**Aim**
Repeat the data verbatim.

**Input material**
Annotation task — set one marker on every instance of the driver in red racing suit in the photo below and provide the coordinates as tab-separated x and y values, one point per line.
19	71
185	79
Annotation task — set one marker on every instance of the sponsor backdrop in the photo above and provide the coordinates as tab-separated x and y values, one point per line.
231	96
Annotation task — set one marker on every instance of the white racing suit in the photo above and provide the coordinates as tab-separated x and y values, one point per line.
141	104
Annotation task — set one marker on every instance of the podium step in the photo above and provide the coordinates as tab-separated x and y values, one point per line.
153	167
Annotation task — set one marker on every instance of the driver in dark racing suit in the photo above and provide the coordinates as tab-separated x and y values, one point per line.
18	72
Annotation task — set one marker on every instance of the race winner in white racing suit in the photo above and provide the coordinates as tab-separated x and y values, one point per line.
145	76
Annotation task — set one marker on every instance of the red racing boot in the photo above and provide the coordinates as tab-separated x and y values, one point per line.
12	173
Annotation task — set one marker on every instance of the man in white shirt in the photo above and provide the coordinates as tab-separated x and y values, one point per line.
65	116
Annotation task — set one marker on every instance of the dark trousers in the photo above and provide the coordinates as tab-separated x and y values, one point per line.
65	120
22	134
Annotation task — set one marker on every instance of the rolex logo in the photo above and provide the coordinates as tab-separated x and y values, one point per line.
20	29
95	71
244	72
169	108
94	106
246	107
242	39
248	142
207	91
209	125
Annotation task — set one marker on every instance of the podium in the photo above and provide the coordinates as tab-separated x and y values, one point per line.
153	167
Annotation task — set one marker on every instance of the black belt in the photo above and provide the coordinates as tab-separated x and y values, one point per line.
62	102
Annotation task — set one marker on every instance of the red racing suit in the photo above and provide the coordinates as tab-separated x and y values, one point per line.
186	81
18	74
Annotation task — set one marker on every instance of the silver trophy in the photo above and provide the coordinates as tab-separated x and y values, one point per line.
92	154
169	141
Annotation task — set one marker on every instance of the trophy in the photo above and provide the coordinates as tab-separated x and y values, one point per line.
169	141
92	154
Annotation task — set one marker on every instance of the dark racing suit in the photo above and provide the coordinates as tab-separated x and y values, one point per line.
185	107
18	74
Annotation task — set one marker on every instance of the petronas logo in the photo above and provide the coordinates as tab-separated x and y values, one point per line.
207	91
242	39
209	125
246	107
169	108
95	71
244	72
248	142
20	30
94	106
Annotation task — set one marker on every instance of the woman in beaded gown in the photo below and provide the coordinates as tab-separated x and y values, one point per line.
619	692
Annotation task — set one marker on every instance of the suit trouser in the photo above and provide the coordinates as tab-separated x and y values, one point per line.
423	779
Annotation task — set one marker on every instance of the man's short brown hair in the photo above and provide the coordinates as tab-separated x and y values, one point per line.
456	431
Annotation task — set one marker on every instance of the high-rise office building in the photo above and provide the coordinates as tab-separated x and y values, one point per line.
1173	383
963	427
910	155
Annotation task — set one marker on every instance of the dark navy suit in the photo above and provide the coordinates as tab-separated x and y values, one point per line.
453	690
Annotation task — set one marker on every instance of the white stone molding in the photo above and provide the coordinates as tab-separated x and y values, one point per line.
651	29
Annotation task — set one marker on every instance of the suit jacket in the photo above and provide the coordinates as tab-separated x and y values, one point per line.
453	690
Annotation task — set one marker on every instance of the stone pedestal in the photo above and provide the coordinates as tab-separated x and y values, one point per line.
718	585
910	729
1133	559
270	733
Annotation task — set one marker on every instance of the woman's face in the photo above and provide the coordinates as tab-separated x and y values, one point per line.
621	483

**Solution to this exercise**
Annotation task — set one marker on every instance of the driver in red racing suit in the photo below and provide the coordinates as tab-separated x and y values, one point per line.
19	71
185	79
Annotation task — set one marker on every instance of the sponsor backdrop in the photo above and provide the coordinates as tab-separated x and y values, one point per line.
231	96
Annotation task — set one marker on every instance of the white racing suit in the photo above and provide the coordinates as tab-separated x and y values, one point per line.
141	104
Annotation task — set one marker on every instance of the podium step in the photo above and provide the coordinates as tab-separated x and y values, one point per line.
153	167
Annotation task — set one marker on every instance of the driver in dark racing suit in the photo above and provide the coordinates as tab-separated x and y values, one point per line.
18	72
Annotation task — set one marker on every instance of the race winner in white racing suit in the photo above and provide the coordinates as tab-separated x and y values, one point per line.
145	76
Annotation task — set one marker on every instance of the red racing boot in the photo above and provide the coordinates as tab-separated x and y values, one point per line.
12	173
Annotation task — set one marker on every instance of the man in white shirt in the photo above and provide the coordinates as tab-separated x and y values, one point per line.
65	116
Annotation task — set one marker on every instance of the dark trousers in the photo above and provide the coordinates as tab-separated x and y values, one point per line.
65	120
22	134
Annotation task — set one marker on every instance of the rolex logo in the photo above and provide the coordinates as tab-separated x and y values, one point per line.
20	29
95	71
244	72
169	108
94	106
246	107
242	39
248	142
207	91
209	125
Annotation task — set one marker on every instance of the podium in the photo above and provide the coordinates as tab-separated x and y values, one point per line.
153	167
Annotation task — set one marker on every instance of the black belt in the photo above and provide the coordinates as tab-separated x and y values, one point per line.
62	102
Annotation task — set one marker on every instance of the red racing suit in the photo above and provide the coordinates as tab-separated x and y values, one point per line.
186	81
18	74
Annotation task — set one marker on every instance of the silver trophy in the photo above and provide the coordinates as tab-separated x and y values, one point per line.
92	154
169	141
Annotation task — set one marker on every instance of the trophy in the photo above and provide the coordinates as tab-separated x and y values, one point per line.
169	141
92	154
Annotation task — set one marker on every instance of the dark racing suit in the photo above and provide the coordinates as tab-separated x and y values, one point per line.
185	107
18	74
Annotation task — set one marker on every instance of the petronas logo in the photo above and provide the coordinates as tab-separated x and y values, one point per line.
207	91
242	39
209	125
246	107
169	108
95	71
244	72
248	142
20	30
94	106
Annotation task — set one marker on every instance of the woman in beaded gown in the photo below and provide the coordinates as tab-separated x and y values, one point per line.
619	692
Annotation task — set one marker on every instance of the suit trouser in the photo above and provide the coordinates as tab-separated x and y values, one point per line.
423	779
Annotation task — set one marker on every instance of the man's short brown hair in the photo above and provide the coordinates as tab-separated x and y values, one point per line.
456	431
Annotation task — set one marker on every instance of the high-rise office building in the photo above and provide the coordinates as tab-separated x and y values, one point per line.
1173	383
963	427
910	155
Annotation task — set one marker on every instance of the dark navy suit in the photo above and provide the coordinates as tab-separated x and y values, one point per line.
453	690
Annotation task — set one marker on every instance of the white stone molding in the photo above and provide the coordinates as tab-separated x and y values, one point per line.
651	29
Annotation task — set one marker on every instance of the suit jacket in the photo above and provide the coordinates as tab-separated x and y values, one point per line.
453	690
Annotation task — set one marker on every instance of the stone pedestal in the photo above and provide the coordinates as tab-separated x and y values, one point per line.
718	585
910	729
1133	559
270	733
Annotation task — set one marker on every instance of the woman's face in the photo above and provide the coordinates as tab-separated x and y values, one point per line.
621	483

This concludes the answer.